## OBJECTIVE A
According to the nightstand post below, when does a nightstand work best?
## OBJECTIVE B
Translate this sentence from the nightstand post below into Spanish: "I have to admit, at the moment I don’t even have a nightstand."

## DOCUMENT EXTRACT
↓

With this post I’m starting a new series, named after a little piece of furniture you tend to forget once it is sitting aside of your bed. Independently of its looks or hidden qualities, a nightstand works best when it demurely serves its purpose without drawing a lot of attention. Which in itself is always a sign for great design. What makes a nightstand worth writing a paragraph about though, are the good books piling up on its surface.
I have to admit, at the moment I don’t even have a nightstand. But I do have books next to my bed, and that pile is in steady rotation. I read them all at once, sometimes no more than two paragraphs a night. Which is resulting in a very slow rotation.
There’s a certain quality you will see reflected. None of this writing is about science in a traditional sense, Harvard business tactics, modern management, or how to invest your money best. It is about humans and how they live with each other, in groups, societies, sometimes struggling with human nature, sometimes blindly following patterns we were not aware of, but we’re allowing them to rule our path of decisions. These books were written by brilliant minds, tinkerers about all things connected.

↑

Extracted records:
↓

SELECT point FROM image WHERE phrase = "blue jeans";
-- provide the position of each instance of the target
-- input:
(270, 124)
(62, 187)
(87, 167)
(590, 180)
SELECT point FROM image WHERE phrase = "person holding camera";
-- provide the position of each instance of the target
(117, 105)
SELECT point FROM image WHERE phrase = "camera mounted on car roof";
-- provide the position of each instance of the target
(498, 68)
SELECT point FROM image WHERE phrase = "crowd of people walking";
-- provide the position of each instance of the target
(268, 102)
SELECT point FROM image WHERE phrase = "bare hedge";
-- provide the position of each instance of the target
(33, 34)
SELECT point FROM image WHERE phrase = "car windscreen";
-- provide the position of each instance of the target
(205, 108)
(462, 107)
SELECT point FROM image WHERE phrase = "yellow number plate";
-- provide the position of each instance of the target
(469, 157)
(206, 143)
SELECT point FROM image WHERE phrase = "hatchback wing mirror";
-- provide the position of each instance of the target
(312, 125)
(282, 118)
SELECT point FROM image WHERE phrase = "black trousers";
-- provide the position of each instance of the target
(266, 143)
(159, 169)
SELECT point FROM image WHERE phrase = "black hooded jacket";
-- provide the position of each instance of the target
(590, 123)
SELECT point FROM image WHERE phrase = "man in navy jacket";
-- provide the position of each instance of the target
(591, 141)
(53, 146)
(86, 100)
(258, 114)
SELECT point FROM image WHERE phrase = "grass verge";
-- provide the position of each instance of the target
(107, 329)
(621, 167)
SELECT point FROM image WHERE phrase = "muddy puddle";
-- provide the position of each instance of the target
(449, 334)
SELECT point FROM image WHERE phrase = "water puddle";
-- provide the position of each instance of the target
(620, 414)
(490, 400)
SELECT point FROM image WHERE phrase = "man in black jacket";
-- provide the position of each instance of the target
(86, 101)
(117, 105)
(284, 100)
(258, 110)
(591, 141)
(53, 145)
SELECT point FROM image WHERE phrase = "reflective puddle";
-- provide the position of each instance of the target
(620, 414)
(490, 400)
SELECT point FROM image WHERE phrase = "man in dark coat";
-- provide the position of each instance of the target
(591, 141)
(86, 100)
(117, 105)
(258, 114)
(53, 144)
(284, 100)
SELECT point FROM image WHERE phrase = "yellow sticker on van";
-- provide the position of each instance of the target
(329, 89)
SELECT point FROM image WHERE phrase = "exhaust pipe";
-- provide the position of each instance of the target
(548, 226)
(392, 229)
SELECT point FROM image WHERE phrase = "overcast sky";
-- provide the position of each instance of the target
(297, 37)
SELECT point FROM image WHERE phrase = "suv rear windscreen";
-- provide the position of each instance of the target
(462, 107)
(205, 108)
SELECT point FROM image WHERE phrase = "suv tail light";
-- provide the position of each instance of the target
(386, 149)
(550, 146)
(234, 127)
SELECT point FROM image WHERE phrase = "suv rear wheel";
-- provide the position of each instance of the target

↑

## COMPLETE OUTPUT A
A nightstand works best when it demurely serves its purpose without drawing a lot of attention.

## COMPLETE OUTPUT B
Tengo que admitir que, en este momento, ni siquiera tengo una mesita de noche.